DATA FOR REVIEW Start Marker
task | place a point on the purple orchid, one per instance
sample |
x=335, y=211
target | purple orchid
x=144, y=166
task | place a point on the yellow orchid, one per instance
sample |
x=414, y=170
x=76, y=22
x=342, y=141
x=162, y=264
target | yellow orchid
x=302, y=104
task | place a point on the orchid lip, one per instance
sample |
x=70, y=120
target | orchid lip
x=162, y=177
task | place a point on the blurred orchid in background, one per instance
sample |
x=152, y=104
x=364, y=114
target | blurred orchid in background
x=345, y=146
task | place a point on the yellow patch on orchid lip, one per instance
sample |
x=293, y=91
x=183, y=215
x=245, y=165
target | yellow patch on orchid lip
DATA FOR REVIEW End Marker
● **WHAT YOU ARE ASKED TO DO**
Only the number is wanted: count the lines of the records that hold the word "place".

● **OUTPUT BELOW**
5